DOCUMENT PASSAGE ->
* * * * *
Weekend Briefing No. 363
Welcome to the weekend.
Did your brilliant friend forward this to you? Subscribe here.
Prime Numbers
16.2 T—The economic cost of COVID-19 in the U.S. has been $16.2 trillion.
.02—As if 2020 wasn’t bad enough, it came very close to being the hottest year on record. It fell shy of 2016 by a mere .02 Fahrenheit.
15—Country music streams have increased 15 percent compared to pre-pandemic levels. By comparison, genres overall logged just a 3 percent increase.
Two Worlds
A hard thing to wrap your head around in economics is the idea that two opposite things can be true at once. For instance as we begin 2021, household finances might be in the best shape they’ve ever been in. That might sound crazy, and it’s easy to overlook because of the second story: COVID-19 has dumped kerosene on wealth inequality in ways we’ve yet to fully grasp. (1) Household Finances. Last year was the best year for income in American history. By far. It’s not even close. What do you do when you get a giant stimulus check, and you can’t use it to travel because everything’s locked down? Or, you can’t go shopping because the malls are closed, or eat out because the restaurants aren’t open? Millions of Americans used it to pay off debt. There is no precedent for credit card balances falling more than 10 percent in one year. But it just happened. The personal savings rate averaged 7 percent in the quarter-century before 2020. Then COVID-19 hit, and overnight it went to 34 percent. It’s since dropped to about 14 percent, which would have been a 50-year high before COVID-19. The result is that the amount of cash that households have in the bank has absolutely exploded. For perspective, Americans held $800 billion in checking accounts a year ago. Today it’s more than doubled in one year. (2) Income Inequality. Rising income inequality has been one of the most important stories of the last four decades. Then COVID-19 hit, and the trend was fed rocket fuel. Take two recent CNBC headlines: (a) The U.S. savings rate hits a record 33 percent as coronavirus causes Americans to stockpile cash. (b) Sixty-one percent of Americans will run out of emergency savings by the end of the year. Or these two: (a) Household wealth surged to a record high during the pandemic (b) More Americans are shoplifting food as aid runs out during the pandemic. That’s the story. There are 9 million fewer jobs today than a year ago, a decline of around 6 percent. But for those earning more than $28 per hour, the job market has fully recovered, like the recession never happened. For those earning less than $16 per hour, one-quarter of the jobs are still gone, which is on par with the 1930s. Collaborative Fund (13 minutes)
* * * * *
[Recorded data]
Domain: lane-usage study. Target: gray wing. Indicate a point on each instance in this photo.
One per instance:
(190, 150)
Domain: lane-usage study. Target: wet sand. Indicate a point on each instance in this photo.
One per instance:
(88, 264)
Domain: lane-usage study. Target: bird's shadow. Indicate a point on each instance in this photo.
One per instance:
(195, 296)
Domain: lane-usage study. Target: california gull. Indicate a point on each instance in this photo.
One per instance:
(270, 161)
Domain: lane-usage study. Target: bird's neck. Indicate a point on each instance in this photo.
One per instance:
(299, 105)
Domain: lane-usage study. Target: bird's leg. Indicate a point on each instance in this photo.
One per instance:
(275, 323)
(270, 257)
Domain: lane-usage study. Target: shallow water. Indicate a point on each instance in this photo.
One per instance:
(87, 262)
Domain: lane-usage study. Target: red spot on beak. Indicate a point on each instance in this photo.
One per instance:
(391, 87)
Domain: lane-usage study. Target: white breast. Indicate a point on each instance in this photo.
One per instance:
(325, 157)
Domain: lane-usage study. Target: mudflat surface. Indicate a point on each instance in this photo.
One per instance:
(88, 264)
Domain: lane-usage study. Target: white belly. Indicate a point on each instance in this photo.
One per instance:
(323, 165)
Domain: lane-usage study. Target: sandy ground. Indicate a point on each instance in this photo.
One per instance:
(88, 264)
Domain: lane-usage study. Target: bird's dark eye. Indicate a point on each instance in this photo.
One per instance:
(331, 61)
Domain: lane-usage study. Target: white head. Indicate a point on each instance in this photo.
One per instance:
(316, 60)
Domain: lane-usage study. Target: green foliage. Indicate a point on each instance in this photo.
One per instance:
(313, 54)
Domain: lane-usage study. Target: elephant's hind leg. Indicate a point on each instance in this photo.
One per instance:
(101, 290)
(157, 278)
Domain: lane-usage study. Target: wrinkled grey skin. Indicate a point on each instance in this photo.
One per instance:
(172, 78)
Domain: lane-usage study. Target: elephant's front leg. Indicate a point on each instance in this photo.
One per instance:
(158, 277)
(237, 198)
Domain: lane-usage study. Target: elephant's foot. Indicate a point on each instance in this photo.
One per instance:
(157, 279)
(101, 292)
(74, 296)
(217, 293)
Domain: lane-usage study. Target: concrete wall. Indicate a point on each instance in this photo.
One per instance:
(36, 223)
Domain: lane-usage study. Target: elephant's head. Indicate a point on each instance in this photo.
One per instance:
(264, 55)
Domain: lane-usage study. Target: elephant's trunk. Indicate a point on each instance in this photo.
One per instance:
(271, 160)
* * * * *
LIST OF TASKS ->
1. From the weekend briefing, set down the part starting with "Did your brilliant" and going on through "mere .02 Fahrenheit.".
2. In the weekend briefing, what was the average personal savings rate in the quarter-century before 2020?
3. Put this sentence from the weekend briefing into Spanish: "There is no precedent for credit card balances falling more than 10 percent in one year."

ANSWERS TO THE EXERCISE ->
1.
Did your brilliant friend forward this to you? Subscribe here.
Prime Numbers
16.2 T—The economic cost of COVID-19 in the U.S. has been $16.2 trillion.
.02—As if 2020 wasn’t bad enough, it came very close to being the hottest year on record. It fell shy of 2016 by a mere .02 Fahrenheit.

2. 7 percent.

3. No hay precedentes de que los saldos de las tarjetas de crédito bajen más de un 10 por ciento en un año.